> _Aim_:
Count the lines in the data below that contain the string "trunk", treating uppercase and lowercase as different. Give only the number.
[Start Items]
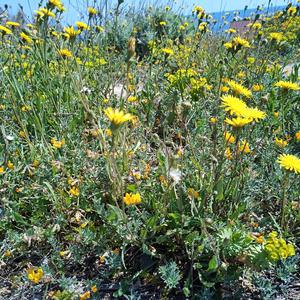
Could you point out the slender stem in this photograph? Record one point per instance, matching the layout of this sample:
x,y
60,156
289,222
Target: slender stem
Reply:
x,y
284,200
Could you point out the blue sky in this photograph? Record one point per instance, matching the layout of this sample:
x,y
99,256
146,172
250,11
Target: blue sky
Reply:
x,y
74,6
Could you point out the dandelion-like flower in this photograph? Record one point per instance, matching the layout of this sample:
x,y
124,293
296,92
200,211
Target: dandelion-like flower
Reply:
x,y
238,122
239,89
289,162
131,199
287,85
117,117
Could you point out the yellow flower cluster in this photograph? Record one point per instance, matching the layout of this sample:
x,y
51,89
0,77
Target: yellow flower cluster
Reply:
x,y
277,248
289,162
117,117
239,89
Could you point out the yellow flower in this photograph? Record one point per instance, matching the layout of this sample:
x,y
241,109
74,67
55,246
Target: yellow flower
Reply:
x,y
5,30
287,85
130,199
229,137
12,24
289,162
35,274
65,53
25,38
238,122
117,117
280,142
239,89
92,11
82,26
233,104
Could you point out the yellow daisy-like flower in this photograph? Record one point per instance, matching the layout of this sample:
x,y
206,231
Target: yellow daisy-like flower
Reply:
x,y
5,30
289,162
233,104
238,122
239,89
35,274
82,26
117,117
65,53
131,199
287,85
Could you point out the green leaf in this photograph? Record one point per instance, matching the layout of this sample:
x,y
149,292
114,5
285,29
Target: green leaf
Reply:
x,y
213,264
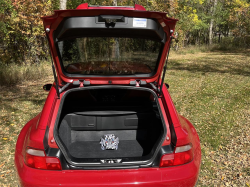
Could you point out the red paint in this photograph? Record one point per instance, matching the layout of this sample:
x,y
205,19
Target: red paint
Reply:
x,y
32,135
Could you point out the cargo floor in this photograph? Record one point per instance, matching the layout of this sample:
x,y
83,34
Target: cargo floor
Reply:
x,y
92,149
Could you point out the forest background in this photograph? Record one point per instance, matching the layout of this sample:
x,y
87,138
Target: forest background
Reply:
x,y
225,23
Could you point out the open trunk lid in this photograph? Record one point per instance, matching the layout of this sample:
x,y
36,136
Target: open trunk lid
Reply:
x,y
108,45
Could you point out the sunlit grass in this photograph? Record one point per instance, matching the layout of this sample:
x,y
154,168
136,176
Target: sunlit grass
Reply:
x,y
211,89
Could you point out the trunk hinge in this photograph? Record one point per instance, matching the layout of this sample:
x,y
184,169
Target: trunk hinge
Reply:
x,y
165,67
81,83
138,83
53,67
[End Items]
[Start Items]
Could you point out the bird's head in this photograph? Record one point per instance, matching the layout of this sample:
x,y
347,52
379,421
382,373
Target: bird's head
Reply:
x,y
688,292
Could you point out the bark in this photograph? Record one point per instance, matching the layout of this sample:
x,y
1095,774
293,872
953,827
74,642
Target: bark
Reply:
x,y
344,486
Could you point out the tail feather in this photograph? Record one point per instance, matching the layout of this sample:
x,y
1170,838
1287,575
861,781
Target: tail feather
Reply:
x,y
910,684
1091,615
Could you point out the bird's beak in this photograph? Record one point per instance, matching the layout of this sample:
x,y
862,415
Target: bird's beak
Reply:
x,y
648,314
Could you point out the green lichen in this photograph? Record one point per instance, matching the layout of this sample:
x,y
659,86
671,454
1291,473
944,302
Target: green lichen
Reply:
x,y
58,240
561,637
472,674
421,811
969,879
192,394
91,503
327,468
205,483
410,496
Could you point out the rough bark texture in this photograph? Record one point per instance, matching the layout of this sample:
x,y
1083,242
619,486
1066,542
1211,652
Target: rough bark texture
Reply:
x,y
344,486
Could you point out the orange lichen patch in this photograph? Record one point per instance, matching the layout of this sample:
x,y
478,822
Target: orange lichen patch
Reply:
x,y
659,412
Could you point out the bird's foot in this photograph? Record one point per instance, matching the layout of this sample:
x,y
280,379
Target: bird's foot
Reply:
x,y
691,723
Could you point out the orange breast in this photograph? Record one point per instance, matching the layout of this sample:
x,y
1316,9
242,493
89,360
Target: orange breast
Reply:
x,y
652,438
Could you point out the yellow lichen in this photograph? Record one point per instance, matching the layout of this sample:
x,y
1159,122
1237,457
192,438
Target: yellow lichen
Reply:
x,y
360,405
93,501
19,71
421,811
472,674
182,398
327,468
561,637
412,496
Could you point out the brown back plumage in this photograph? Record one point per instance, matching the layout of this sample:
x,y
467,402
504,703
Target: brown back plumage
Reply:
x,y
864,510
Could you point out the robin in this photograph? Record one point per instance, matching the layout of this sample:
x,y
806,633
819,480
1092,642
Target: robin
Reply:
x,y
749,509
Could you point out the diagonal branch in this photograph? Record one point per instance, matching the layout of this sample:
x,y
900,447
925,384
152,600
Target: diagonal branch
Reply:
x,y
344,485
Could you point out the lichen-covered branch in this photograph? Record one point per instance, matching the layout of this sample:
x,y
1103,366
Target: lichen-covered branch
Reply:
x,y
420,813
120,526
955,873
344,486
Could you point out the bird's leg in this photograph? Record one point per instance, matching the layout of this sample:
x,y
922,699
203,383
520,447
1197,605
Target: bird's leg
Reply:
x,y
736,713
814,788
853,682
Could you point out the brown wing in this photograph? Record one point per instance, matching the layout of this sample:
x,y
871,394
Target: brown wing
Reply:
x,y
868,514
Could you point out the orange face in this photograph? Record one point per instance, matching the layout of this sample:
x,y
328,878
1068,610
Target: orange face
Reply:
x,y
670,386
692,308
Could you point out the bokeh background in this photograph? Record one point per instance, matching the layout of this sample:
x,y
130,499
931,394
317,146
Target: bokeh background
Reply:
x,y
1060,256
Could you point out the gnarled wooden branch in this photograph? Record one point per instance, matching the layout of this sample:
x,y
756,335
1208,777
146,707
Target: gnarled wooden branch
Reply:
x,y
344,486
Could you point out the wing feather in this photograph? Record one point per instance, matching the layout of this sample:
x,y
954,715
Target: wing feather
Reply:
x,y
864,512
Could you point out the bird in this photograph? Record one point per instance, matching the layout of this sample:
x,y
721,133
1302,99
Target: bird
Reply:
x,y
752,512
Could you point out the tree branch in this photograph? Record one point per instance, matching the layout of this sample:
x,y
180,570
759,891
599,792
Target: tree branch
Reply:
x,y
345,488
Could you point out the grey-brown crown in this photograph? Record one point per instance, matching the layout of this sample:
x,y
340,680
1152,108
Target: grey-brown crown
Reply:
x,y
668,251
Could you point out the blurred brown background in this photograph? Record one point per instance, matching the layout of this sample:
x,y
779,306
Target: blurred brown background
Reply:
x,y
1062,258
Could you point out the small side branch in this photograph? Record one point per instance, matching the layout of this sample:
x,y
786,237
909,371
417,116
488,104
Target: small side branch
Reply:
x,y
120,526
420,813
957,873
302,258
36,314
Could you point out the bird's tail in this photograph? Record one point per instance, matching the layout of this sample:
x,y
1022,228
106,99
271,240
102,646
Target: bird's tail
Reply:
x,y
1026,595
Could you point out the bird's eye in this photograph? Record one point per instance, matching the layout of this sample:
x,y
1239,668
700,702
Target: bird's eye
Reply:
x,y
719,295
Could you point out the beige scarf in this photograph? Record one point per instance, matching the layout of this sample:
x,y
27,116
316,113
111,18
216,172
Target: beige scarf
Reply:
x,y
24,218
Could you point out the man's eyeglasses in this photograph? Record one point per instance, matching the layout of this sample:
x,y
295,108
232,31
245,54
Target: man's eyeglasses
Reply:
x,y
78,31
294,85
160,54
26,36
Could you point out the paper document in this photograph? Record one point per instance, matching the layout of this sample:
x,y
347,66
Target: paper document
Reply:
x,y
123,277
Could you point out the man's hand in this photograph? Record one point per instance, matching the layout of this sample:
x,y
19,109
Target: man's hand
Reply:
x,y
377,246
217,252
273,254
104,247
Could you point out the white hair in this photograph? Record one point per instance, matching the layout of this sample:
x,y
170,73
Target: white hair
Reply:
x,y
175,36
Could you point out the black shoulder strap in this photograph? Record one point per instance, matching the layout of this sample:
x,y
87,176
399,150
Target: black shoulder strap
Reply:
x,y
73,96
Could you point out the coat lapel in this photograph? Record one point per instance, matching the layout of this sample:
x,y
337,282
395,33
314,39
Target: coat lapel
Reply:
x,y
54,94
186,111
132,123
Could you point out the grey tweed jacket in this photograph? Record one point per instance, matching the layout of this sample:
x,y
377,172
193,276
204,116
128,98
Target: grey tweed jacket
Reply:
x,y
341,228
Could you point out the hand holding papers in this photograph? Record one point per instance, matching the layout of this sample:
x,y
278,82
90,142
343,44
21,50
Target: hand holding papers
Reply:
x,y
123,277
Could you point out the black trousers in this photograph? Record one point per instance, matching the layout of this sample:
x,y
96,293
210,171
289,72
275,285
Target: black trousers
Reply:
[End Items]
> _Solved problem_:
4